** begin **

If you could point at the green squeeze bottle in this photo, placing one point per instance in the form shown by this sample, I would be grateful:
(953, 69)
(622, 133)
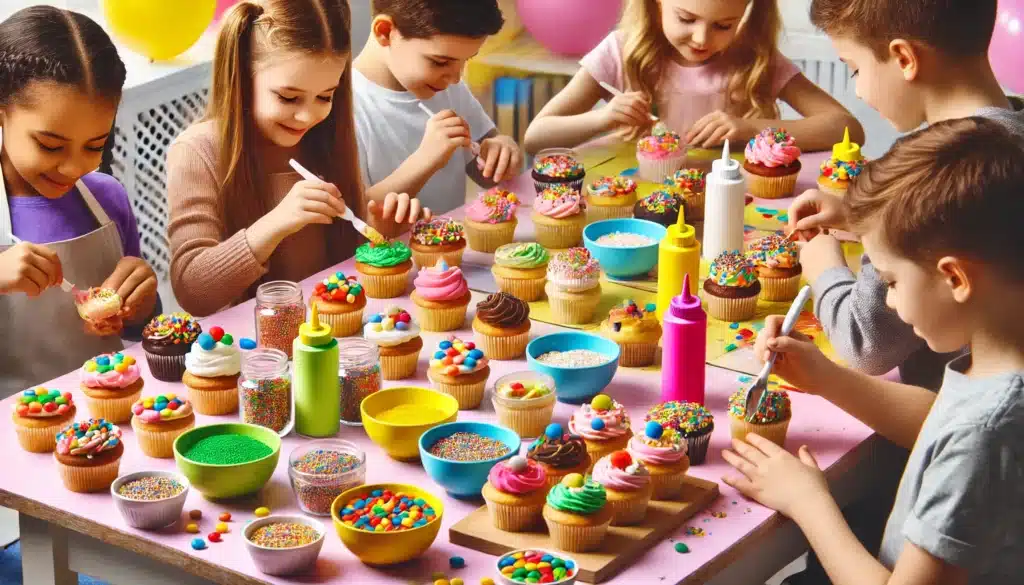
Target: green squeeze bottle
(314, 379)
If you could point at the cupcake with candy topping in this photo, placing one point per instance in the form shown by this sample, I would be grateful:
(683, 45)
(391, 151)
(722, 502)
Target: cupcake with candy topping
(166, 340)
(521, 269)
(491, 219)
(515, 493)
(573, 286)
(384, 268)
(439, 238)
(458, 368)
(577, 514)
(159, 420)
(559, 216)
(39, 415)
(772, 164)
(732, 287)
(212, 369)
(777, 262)
(502, 326)
(397, 337)
(112, 383)
(441, 296)
(88, 455)
(340, 301)
(627, 484)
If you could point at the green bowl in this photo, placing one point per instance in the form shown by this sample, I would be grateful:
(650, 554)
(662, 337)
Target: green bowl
(218, 481)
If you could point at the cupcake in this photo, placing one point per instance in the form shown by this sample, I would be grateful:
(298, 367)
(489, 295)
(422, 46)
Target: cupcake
(559, 454)
(691, 420)
(777, 262)
(659, 155)
(159, 420)
(397, 336)
(491, 219)
(502, 326)
(772, 164)
(340, 301)
(577, 514)
(636, 331)
(88, 455)
(557, 166)
(459, 369)
(732, 287)
(112, 383)
(521, 269)
(610, 198)
(515, 493)
(437, 239)
(603, 424)
(39, 415)
(384, 268)
(441, 296)
(559, 216)
(212, 373)
(627, 485)
(166, 339)
(771, 421)
(573, 287)
(663, 451)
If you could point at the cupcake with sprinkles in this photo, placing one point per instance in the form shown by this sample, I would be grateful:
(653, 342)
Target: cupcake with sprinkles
(491, 219)
(732, 287)
(458, 368)
(439, 238)
(340, 301)
(39, 415)
(88, 455)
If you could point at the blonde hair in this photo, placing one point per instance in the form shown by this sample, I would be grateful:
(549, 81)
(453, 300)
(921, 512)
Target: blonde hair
(749, 58)
(250, 33)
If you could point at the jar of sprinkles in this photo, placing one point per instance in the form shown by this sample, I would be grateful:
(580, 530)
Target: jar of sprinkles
(265, 390)
(280, 311)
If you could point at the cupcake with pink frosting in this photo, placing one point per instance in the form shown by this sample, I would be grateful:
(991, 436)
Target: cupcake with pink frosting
(515, 493)
(441, 295)
(772, 164)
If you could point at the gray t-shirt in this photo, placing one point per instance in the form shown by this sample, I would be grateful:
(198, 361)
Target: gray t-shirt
(962, 497)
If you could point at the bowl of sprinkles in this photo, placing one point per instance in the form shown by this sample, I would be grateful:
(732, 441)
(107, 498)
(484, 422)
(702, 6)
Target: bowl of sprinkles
(283, 544)
(387, 524)
(459, 455)
(150, 499)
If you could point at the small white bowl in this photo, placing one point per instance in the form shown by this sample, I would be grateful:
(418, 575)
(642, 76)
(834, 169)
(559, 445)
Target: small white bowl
(150, 514)
(284, 560)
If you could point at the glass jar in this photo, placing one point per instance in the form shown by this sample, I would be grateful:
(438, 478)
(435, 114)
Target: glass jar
(265, 390)
(280, 311)
(358, 376)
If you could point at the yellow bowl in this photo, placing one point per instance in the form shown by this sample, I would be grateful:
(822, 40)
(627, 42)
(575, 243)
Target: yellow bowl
(382, 548)
(395, 418)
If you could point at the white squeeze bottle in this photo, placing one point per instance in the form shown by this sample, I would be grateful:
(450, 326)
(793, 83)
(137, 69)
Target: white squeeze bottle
(725, 197)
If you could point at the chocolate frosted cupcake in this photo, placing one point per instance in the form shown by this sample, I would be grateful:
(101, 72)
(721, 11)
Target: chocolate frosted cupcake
(502, 326)
(166, 340)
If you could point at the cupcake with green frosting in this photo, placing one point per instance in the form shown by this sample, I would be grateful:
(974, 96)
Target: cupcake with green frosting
(384, 268)
(577, 514)
(521, 269)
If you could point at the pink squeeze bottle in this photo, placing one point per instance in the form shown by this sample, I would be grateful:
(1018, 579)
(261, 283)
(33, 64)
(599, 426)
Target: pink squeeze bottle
(684, 346)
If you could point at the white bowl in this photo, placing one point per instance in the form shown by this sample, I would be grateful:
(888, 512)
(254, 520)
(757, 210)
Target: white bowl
(150, 514)
(284, 560)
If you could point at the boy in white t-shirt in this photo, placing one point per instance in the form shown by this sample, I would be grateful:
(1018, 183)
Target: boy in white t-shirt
(415, 55)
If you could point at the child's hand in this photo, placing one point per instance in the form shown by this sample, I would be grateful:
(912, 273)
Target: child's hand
(29, 268)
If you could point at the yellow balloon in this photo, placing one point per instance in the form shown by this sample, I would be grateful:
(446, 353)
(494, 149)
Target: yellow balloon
(159, 29)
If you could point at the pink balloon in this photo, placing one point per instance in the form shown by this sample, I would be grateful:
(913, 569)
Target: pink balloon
(1007, 50)
(569, 27)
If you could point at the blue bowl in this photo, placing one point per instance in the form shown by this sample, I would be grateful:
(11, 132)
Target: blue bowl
(574, 385)
(464, 478)
(624, 262)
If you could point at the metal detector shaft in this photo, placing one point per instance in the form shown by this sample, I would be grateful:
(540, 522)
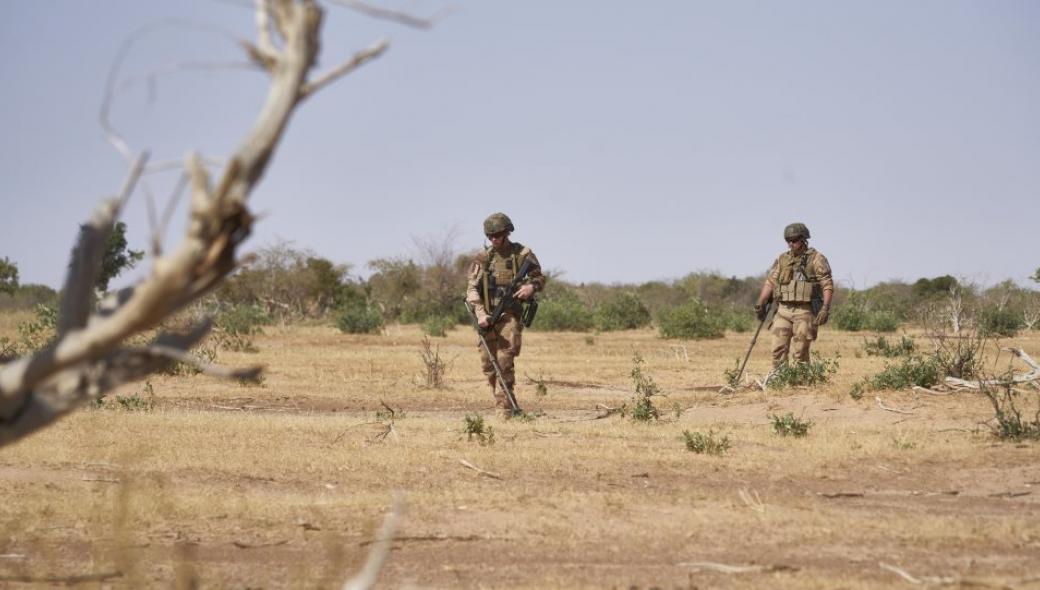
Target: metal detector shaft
(754, 339)
(494, 361)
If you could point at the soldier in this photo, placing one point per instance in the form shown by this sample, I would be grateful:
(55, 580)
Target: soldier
(805, 290)
(494, 270)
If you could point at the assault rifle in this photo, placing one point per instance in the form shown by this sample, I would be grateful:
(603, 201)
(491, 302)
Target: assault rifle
(505, 302)
(481, 333)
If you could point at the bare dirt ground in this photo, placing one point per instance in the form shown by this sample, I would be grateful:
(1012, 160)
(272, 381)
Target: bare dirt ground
(283, 485)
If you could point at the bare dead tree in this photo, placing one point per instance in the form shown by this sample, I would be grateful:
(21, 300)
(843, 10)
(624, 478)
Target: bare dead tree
(88, 356)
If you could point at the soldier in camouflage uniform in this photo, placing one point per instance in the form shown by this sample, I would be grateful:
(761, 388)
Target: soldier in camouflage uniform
(494, 270)
(801, 281)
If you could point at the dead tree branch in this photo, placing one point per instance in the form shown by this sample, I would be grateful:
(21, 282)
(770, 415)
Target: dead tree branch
(1032, 376)
(88, 357)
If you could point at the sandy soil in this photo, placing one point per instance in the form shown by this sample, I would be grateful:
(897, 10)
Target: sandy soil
(283, 485)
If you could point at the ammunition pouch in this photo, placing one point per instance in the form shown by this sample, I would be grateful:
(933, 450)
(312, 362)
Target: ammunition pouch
(528, 312)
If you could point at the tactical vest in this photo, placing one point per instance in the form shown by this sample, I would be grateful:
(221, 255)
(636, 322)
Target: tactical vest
(797, 279)
(499, 272)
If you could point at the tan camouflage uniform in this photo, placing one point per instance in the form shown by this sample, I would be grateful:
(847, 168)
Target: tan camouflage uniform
(793, 325)
(504, 337)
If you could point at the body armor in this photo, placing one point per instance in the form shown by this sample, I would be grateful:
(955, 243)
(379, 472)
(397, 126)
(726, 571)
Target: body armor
(798, 282)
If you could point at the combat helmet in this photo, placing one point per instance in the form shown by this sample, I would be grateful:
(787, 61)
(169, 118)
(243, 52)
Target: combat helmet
(497, 223)
(796, 230)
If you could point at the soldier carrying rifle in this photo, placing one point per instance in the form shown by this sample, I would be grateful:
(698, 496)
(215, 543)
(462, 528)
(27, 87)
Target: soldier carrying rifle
(801, 281)
(499, 296)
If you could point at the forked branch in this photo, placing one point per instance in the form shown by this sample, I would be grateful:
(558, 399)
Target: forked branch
(88, 356)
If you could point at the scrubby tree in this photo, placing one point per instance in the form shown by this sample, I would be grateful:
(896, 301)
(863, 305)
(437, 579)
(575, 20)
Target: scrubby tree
(8, 276)
(117, 257)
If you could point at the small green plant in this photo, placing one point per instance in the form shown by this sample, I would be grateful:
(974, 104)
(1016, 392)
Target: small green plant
(143, 401)
(702, 443)
(857, 390)
(816, 372)
(475, 428)
(434, 366)
(1008, 422)
(39, 332)
(438, 326)
(731, 375)
(911, 372)
(880, 347)
(621, 311)
(787, 425)
(643, 408)
(359, 318)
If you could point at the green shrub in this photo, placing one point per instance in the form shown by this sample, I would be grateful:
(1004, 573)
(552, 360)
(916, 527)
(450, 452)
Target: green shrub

** end **

▸ **Task prompt**: Return, word for word, each line from the line that contains "If you could point at the small green" to the end of the listing above; include both end lines and nothing else.

▸ **Answer to the exercise**:
If you could point at the small green plant in this photo, placing one point per instance in the form shown by this sample, I would be grateful:
(974, 104)
(1016, 392)
Target: small green plant
(143, 401)
(702, 443)
(857, 390)
(816, 372)
(475, 428)
(434, 366)
(1008, 422)
(39, 332)
(438, 326)
(731, 375)
(911, 372)
(880, 347)
(621, 311)
(787, 425)
(643, 408)
(359, 318)
If you could point at the green shrub in this photo, placing one point per instance in the form shown by this sample, I would be grateful:
(1004, 573)
(552, 360)
(916, 527)
(450, 452)
Target: green shrub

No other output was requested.